***** INPUT RECORDS

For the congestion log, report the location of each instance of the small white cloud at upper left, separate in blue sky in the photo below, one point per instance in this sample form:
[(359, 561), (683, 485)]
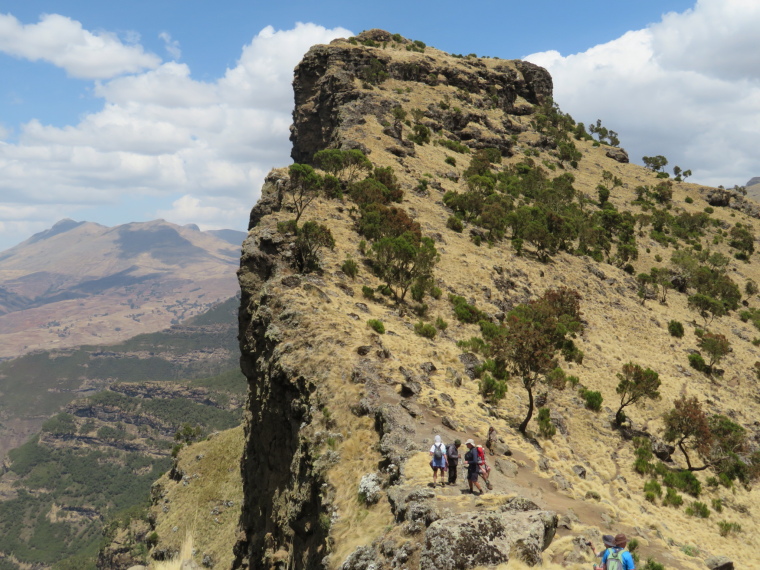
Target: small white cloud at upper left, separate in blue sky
[(63, 42)]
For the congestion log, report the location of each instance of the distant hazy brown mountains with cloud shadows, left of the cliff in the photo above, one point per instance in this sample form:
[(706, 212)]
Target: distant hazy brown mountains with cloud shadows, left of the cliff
[(84, 283)]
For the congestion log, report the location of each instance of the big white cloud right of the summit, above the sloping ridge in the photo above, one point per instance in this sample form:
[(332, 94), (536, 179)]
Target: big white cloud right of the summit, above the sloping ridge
[(687, 87)]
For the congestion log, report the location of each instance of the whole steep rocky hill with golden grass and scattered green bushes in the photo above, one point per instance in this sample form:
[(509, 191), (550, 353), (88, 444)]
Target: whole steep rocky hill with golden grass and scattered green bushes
[(357, 357)]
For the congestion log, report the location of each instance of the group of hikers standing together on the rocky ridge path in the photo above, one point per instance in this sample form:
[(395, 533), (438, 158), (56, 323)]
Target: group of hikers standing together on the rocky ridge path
[(445, 458)]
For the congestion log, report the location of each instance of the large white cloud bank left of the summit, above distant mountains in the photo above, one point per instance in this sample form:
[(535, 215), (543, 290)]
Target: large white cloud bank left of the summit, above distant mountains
[(206, 146)]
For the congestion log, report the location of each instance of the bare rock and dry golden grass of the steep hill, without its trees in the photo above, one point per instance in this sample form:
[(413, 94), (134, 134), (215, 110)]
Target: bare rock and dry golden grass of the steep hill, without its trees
[(340, 418)]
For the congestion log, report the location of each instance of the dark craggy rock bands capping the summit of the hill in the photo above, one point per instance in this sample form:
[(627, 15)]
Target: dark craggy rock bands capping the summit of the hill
[(327, 99)]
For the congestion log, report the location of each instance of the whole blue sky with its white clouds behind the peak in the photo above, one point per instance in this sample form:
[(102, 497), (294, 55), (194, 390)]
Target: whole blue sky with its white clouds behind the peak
[(128, 111)]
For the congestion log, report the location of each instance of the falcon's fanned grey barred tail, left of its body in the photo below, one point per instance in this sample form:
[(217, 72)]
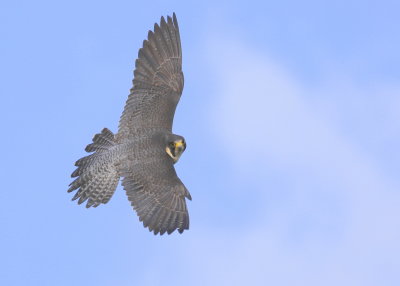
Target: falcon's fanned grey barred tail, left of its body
[(97, 176)]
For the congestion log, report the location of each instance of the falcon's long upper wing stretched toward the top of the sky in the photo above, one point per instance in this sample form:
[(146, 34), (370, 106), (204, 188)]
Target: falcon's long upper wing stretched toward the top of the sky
[(158, 81)]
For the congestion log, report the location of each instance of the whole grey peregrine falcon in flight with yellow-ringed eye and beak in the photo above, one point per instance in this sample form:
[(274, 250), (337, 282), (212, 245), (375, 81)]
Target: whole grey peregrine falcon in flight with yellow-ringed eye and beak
[(144, 150)]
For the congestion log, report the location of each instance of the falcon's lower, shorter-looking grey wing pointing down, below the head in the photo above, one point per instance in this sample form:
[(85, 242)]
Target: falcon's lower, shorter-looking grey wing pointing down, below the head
[(157, 194)]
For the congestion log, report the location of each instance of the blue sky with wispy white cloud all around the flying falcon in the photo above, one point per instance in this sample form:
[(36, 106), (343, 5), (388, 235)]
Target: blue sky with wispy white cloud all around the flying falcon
[(291, 111)]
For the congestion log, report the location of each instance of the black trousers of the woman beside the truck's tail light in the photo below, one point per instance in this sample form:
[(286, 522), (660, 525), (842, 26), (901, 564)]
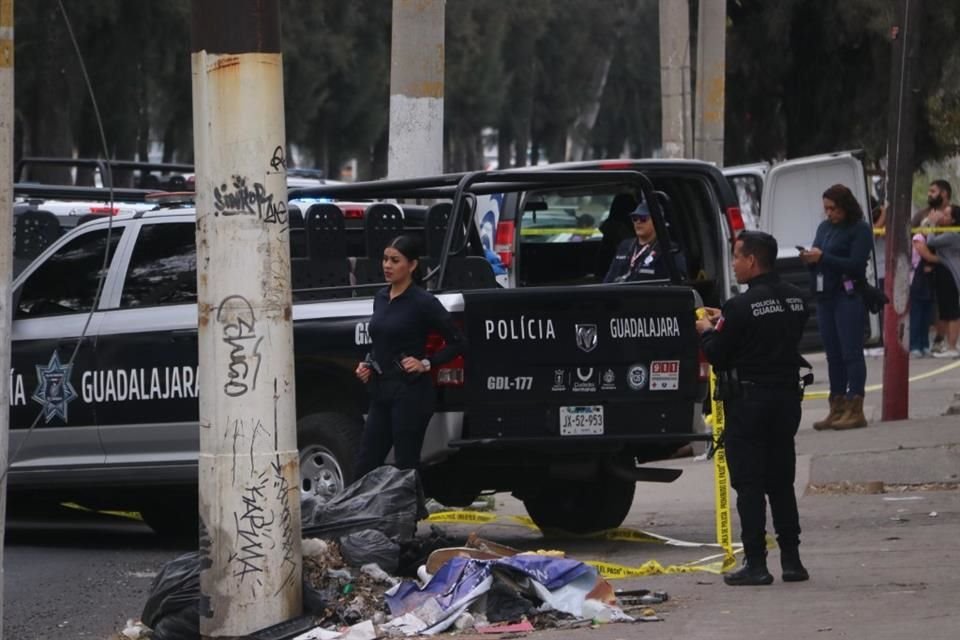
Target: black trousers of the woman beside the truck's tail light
[(399, 412)]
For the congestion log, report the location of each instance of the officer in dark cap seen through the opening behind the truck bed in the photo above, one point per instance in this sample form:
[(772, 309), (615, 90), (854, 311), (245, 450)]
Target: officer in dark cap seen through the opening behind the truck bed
[(643, 257)]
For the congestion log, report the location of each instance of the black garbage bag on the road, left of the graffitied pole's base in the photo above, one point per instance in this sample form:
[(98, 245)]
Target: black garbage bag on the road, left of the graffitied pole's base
[(172, 609)]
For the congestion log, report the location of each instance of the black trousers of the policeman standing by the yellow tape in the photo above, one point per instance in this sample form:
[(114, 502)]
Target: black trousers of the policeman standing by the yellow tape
[(759, 440)]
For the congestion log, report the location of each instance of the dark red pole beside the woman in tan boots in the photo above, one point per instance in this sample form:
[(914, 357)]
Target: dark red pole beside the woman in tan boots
[(905, 35)]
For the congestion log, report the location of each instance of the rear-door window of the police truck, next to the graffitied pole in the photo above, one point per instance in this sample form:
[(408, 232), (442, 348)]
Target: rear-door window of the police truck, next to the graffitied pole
[(163, 267)]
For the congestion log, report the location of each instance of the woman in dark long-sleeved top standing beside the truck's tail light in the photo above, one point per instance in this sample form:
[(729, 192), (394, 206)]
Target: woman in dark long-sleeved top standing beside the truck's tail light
[(401, 389)]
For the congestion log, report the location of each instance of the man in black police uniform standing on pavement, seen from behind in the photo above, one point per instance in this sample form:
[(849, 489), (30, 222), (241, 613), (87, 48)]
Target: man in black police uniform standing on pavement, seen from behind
[(752, 344)]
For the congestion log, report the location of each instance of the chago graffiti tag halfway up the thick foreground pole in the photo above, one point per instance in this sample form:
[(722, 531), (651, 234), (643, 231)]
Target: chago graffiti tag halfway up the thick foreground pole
[(240, 333)]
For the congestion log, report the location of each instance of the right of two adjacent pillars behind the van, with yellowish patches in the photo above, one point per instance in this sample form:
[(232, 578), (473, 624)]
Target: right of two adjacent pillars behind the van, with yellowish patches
[(711, 80)]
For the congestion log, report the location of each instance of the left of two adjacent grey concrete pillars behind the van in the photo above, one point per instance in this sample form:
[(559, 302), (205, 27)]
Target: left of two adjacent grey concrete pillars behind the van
[(675, 78)]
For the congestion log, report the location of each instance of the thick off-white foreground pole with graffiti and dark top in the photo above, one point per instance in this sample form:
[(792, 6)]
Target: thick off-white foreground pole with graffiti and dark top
[(249, 477)]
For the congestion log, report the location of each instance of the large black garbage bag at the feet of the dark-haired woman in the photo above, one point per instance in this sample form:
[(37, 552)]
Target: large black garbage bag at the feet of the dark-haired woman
[(387, 499)]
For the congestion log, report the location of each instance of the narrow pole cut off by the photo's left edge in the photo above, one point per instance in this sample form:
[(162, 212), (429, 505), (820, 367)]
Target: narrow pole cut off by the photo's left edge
[(6, 252)]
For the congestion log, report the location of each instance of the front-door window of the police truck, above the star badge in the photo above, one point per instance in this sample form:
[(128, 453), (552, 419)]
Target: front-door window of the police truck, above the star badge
[(67, 281)]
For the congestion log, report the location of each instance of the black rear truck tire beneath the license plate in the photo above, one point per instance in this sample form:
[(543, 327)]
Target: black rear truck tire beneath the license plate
[(582, 507)]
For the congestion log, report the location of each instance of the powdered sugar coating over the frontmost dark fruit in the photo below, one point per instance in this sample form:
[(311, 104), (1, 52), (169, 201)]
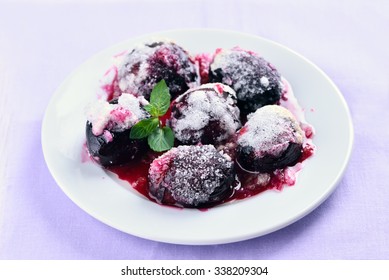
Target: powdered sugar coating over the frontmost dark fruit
[(191, 175)]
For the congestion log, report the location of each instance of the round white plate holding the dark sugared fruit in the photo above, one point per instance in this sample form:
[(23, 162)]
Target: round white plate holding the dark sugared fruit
[(102, 196)]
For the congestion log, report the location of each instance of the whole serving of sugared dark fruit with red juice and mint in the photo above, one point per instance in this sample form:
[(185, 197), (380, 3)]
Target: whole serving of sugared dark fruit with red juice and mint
[(199, 130)]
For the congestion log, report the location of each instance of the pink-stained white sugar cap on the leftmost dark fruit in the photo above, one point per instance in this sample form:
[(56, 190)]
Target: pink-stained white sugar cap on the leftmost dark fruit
[(115, 117)]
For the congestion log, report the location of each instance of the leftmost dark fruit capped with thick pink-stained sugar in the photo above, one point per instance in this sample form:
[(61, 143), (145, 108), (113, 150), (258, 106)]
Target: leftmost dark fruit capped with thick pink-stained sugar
[(108, 130)]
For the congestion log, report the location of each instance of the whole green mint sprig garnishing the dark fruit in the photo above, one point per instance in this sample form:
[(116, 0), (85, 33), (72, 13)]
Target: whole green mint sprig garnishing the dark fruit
[(159, 138)]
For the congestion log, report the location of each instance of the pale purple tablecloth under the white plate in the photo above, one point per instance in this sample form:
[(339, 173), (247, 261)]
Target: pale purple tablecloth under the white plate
[(41, 43)]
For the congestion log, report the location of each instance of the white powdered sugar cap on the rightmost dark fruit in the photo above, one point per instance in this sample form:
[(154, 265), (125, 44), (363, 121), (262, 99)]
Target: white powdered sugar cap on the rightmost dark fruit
[(270, 130)]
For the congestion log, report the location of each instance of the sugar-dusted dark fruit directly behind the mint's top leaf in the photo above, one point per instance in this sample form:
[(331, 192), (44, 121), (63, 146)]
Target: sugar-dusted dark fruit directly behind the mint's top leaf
[(147, 64)]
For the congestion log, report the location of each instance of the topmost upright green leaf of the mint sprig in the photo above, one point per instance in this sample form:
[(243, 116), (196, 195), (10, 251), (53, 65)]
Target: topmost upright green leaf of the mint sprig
[(159, 100)]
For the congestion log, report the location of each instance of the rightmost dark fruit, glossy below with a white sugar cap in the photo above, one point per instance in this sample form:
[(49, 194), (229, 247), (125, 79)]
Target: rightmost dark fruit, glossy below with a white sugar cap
[(271, 139)]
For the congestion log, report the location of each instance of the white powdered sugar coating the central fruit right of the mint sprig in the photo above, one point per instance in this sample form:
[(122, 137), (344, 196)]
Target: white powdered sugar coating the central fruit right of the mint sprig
[(198, 108)]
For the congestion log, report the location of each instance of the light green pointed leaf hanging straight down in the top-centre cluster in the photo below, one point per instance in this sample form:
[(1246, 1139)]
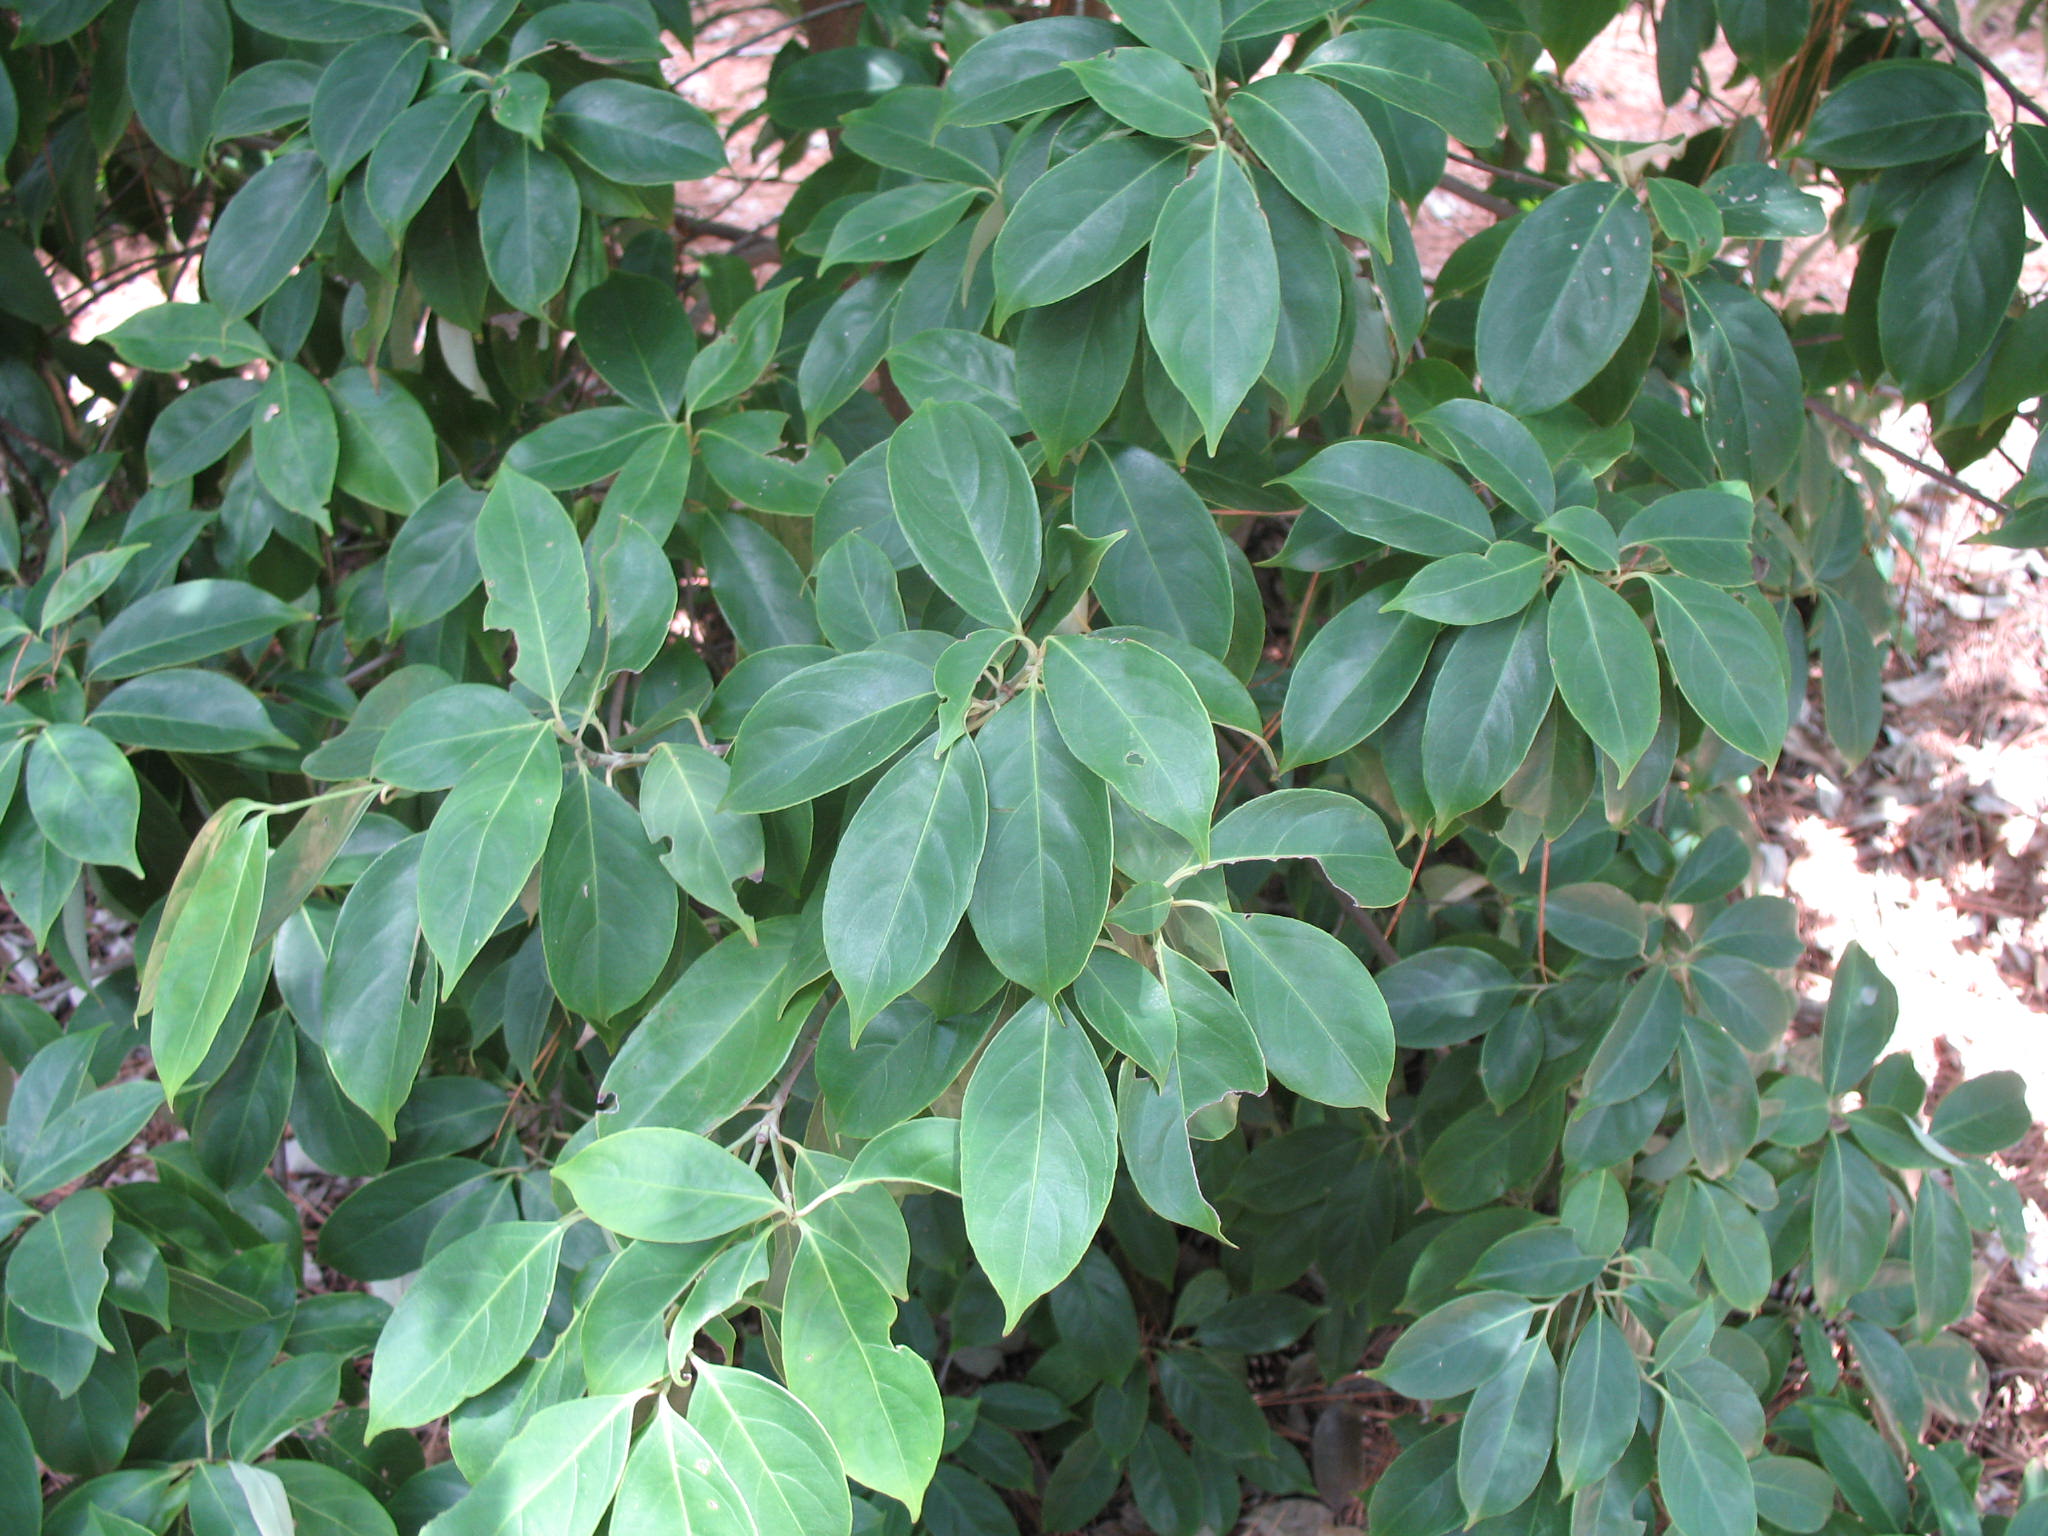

**********

WHAT TO PRODUCE: Would you copy out exactly the lines above that start at the one containing "the dark craggy" and end at the one containing "[(627, 15)]", inclusive?

ANSWER FOR THE TASK:
For the congestion log, report the location of each instance of the dark craggy rock bands capping the summit of the hill in the photo above, one point per instance in this sample form:
[(627, 15)]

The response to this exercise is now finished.